▶ PROBLEM STATEMENT: Will you write out, word for word, every line from the one with "TARGET: white plaster wall" to the final line of the data below, with the pictures left out?

▶ EXCERPTED DATA:
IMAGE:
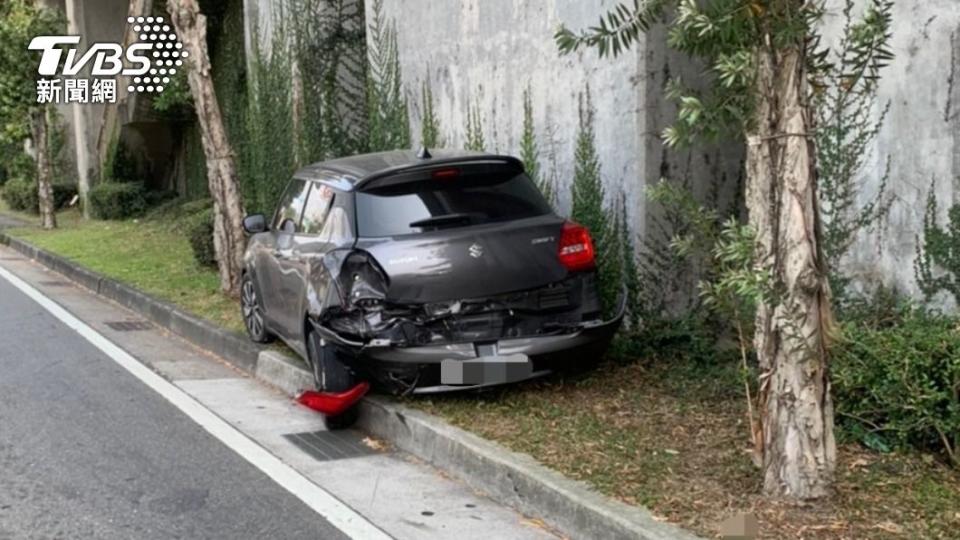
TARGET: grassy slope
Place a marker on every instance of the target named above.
(144, 254)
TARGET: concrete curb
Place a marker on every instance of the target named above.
(515, 479)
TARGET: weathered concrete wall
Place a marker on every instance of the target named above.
(487, 52)
(921, 135)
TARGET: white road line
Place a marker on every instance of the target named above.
(333, 510)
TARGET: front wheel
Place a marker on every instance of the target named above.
(330, 374)
(252, 310)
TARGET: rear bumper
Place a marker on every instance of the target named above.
(590, 334)
(581, 347)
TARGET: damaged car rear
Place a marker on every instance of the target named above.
(421, 273)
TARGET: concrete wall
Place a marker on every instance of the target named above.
(486, 52)
(920, 138)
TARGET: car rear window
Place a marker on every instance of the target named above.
(485, 198)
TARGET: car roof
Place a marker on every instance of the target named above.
(349, 173)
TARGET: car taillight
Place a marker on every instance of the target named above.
(576, 248)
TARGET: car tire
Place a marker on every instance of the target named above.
(251, 308)
(331, 374)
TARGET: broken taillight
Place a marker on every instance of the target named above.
(576, 248)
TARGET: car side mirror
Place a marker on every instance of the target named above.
(255, 224)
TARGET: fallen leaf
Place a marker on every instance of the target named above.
(890, 527)
(374, 444)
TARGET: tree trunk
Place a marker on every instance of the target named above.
(228, 211)
(799, 451)
(38, 124)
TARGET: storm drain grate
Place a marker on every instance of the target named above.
(331, 445)
(129, 326)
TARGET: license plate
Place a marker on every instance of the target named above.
(486, 370)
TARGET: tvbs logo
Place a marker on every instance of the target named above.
(149, 62)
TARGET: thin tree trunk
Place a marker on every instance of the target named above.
(228, 211)
(799, 451)
(38, 124)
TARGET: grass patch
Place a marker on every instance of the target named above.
(672, 436)
(145, 254)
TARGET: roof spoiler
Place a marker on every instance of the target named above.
(415, 172)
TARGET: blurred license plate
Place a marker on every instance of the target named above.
(486, 370)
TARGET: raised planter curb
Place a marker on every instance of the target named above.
(515, 479)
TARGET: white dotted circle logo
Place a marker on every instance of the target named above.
(167, 52)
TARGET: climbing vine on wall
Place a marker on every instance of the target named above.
(388, 123)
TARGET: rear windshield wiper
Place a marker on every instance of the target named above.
(439, 221)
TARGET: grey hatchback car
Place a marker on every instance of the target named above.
(422, 273)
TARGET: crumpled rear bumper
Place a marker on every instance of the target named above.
(582, 346)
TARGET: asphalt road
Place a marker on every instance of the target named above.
(88, 451)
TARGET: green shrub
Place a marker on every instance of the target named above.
(200, 234)
(896, 380)
(116, 200)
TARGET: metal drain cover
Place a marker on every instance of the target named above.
(331, 445)
(129, 326)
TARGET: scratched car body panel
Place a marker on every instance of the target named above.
(424, 273)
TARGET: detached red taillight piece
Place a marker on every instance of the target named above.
(576, 248)
(332, 404)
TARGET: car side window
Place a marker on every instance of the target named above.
(318, 206)
(291, 207)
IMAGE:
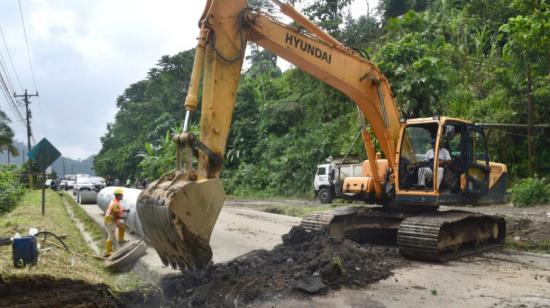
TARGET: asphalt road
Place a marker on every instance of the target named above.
(237, 232)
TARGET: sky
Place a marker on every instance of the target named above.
(85, 53)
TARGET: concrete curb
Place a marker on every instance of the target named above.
(149, 267)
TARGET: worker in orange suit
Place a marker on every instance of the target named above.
(112, 220)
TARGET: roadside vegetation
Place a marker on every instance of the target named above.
(55, 263)
(530, 191)
(478, 60)
(10, 189)
(97, 233)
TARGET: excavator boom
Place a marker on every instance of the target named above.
(179, 211)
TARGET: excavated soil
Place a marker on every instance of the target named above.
(304, 264)
(528, 231)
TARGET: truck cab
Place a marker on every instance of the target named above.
(324, 182)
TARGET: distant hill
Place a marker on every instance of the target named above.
(72, 166)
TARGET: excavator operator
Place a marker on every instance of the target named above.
(426, 172)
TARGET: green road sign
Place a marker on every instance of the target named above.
(44, 154)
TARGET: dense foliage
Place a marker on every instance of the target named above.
(530, 191)
(10, 190)
(467, 59)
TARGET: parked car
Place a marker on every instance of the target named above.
(84, 190)
(70, 184)
(99, 183)
(63, 184)
(83, 183)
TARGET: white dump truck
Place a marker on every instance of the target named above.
(330, 176)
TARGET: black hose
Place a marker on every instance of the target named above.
(46, 233)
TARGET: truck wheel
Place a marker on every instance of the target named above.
(325, 195)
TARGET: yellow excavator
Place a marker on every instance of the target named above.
(428, 162)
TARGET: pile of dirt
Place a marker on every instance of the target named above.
(531, 232)
(305, 263)
(46, 291)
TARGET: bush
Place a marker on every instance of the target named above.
(530, 191)
(10, 190)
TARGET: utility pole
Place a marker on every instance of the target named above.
(29, 133)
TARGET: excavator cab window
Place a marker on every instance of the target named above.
(415, 162)
(454, 141)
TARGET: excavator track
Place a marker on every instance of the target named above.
(437, 236)
(446, 235)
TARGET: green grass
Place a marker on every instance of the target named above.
(56, 262)
(298, 211)
(96, 231)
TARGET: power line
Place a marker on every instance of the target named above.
(10, 58)
(31, 66)
(11, 101)
(27, 44)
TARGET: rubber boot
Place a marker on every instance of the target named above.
(121, 239)
(108, 248)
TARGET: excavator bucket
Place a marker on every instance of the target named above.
(178, 217)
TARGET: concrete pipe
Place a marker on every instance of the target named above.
(106, 195)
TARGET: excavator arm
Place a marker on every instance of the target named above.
(179, 211)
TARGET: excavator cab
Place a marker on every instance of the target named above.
(442, 161)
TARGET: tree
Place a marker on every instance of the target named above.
(527, 48)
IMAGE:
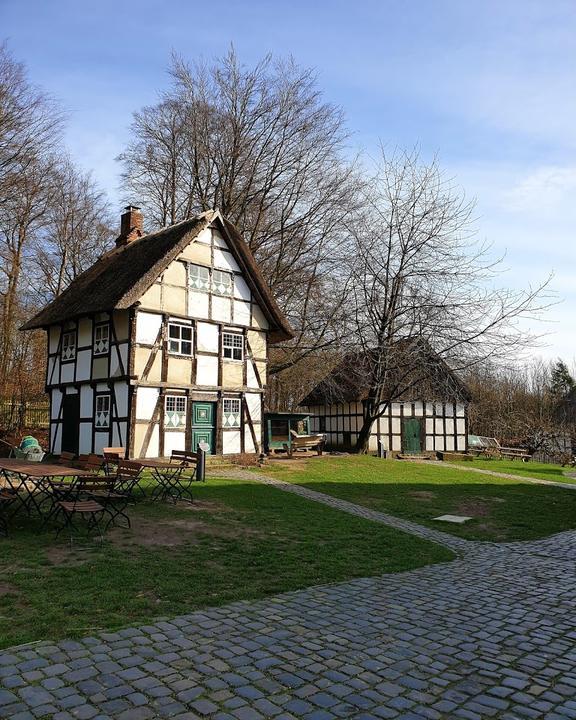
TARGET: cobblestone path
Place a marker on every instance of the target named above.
(490, 635)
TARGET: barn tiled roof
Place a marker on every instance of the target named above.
(120, 277)
(349, 380)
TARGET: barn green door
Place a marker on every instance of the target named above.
(411, 435)
(203, 425)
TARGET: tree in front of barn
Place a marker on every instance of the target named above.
(424, 291)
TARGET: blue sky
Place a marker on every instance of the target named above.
(487, 85)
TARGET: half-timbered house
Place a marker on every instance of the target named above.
(162, 344)
(430, 417)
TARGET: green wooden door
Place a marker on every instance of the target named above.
(411, 435)
(203, 425)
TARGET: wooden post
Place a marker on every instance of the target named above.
(201, 466)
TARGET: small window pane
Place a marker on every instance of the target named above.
(199, 277)
(180, 339)
(233, 346)
(222, 282)
(175, 411)
(102, 419)
(231, 412)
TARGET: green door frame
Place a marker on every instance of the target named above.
(412, 435)
(203, 424)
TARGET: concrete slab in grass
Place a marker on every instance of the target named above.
(458, 519)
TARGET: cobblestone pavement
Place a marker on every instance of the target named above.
(490, 635)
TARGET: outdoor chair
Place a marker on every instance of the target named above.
(66, 458)
(90, 462)
(6, 499)
(189, 462)
(127, 478)
(112, 457)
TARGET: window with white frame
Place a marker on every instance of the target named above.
(231, 412)
(69, 345)
(102, 418)
(199, 277)
(222, 282)
(175, 411)
(180, 338)
(233, 346)
(101, 339)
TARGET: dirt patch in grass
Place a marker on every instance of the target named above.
(474, 507)
(7, 589)
(423, 495)
(70, 556)
(162, 533)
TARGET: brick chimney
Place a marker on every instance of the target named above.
(130, 225)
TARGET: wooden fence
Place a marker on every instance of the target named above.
(16, 414)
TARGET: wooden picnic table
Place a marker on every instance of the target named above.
(34, 479)
(168, 475)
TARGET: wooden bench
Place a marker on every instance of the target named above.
(304, 442)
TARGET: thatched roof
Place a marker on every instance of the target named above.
(416, 366)
(120, 277)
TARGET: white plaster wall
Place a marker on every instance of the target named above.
(84, 332)
(121, 396)
(198, 304)
(86, 404)
(258, 319)
(56, 438)
(147, 327)
(241, 289)
(67, 372)
(83, 364)
(206, 370)
(221, 309)
(231, 442)
(242, 315)
(205, 237)
(254, 402)
(251, 379)
(101, 440)
(207, 337)
(224, 260)
(53, 338)
(85, 438)
(146, 399)
(217, 238)
(173, 441)
(55, 402)
(119, 434)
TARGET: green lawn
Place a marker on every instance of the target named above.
(240, 540)
(502, 509)
(543, 471)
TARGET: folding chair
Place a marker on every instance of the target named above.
(128, 476)
(112, 457)
(6, 499)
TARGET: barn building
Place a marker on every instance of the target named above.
(431, 417)
(162, 344)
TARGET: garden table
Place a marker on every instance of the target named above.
(28, 480)
(169, 479)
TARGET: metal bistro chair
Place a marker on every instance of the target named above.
(127, 479)
(112, 457)
(7, 497)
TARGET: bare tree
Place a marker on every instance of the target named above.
(263, 146)
(424, 290)
(77, 229)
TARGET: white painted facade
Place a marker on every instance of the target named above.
(443, 426)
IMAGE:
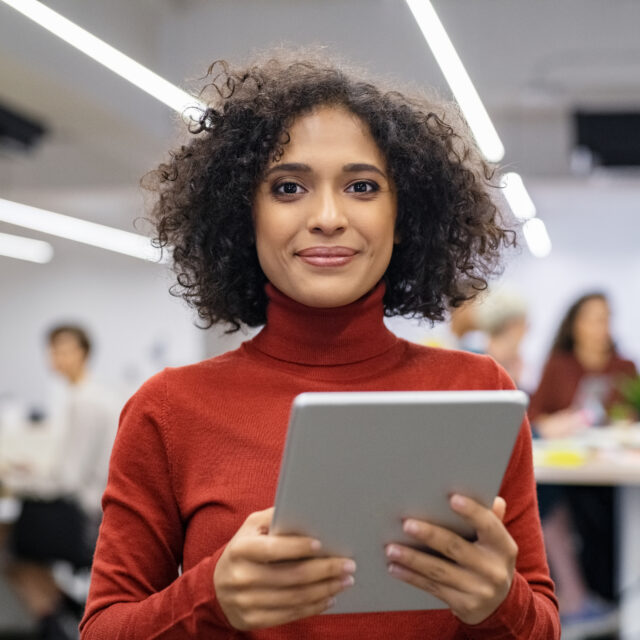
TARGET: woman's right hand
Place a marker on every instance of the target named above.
(264, 580)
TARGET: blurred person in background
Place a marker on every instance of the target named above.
(61, 509)
(502, 315)
(577, 388)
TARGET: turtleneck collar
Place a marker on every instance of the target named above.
(324, 336)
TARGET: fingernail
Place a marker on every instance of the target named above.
(393, 552)
(348, 581)
(349, 566)
(410, 526)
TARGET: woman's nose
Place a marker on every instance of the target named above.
(327, 215)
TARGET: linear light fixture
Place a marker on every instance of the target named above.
(517, 196)
(25, 248)
(91, 233)
(107, 55)
(458, 79)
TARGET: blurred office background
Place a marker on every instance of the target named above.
(536, 65)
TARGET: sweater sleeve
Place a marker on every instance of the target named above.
(544, 400)
(137, 592)
(530, 610)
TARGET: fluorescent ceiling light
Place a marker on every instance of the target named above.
(535, 233)
(517, 196)
(91, 233)
(25, 248)
(107, 55)
(456, 75)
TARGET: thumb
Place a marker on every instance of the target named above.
(499, 507)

▶ CORRECT RESPONSE:
TARGET: white plaster wall
Place a marker on every instance of the target named above.
(84, 332)
(121, 396)
(198, 304)
(86, 404)
(258, 319)
(56, 438)
(147, 327)
(241, 289)
(67, 372)
(83, 364)
(206, 370)
(221, 309)
(231, 442)
(242, 315)
(205, 237)
(254, 402)
(251, 379)
(101, 440)
(207, 337)
(224, 260)
(53, 338)
(85, 438)
(146, 399)
(217, 238)
(173, 441)
(55, 402)
(119, 434)
TARGET: green lawn
Place a marker on every instance of the target named above.
(240, 540)
(502, 509)
(543, 471)
TARGET: folding chair
Place a marker on every instance of the target named above.
(128, 476)
(112, 457)
(6, 499)
TARGET: barn building
Place a marker on every instance of the target named above.
(431, 417)
(162, 344)
TARGET: garden table
Place a marker on every instance of the target named above.
(28, 480)
(169, 479)
TARGET: metal bistro chair
Place a marker on every instance of the target named above.
(127, 479)
(112, 457)
(7, 497)
TARGET: bare tree
Place a marker on every instance of the target named above.
(263, 146)
(424, 290)
(77, 229)
TARGET: white painted facade
Place a marker on every instance of the target named above.
(443, 426)
IMAGE:
TARGET: woman's right hand
Place a marker on every instance of the target named above.
(264, 580)
TARGET: blurred person in background
Place a marker on every instance of the target named above.
(61, 509)
(502, 315)
(577, 388)
TARGET: turtleneck collar
Place a marker on every instance of the target named above.
(324, 336)
TARGET: fingernail
Place a marker on every instance of the target named above.
(393, 552)
(348, 581)
(349, 566)
(410, 526)
TARGET: woman's nose
Place a marker on every instance of the target named above.
(327, 215)
TARGET: linear light fixture
Place a marker on every instance of the target named above.
(517, 196)
(25, 248)
(91, 233)
(107, 55)
(458, 79)
TARGET: blurred office background
Place a marker on every instance of the target named above.
(536, 65)
TARGET: sweater sleeve
Place a marker on every instance of the target named above.
(544, 400)
(137, 592)
(530, 610)
TARGET: fluorescent ceiling light
Place a marker on every instance of the target named above.
(535, 233)
(517, 196)
(91, 233)
(25, 248)
(107, 55)
(456, 75)
TARGET: thumb
Place a marker on every instance of the target named above.
(499, 507)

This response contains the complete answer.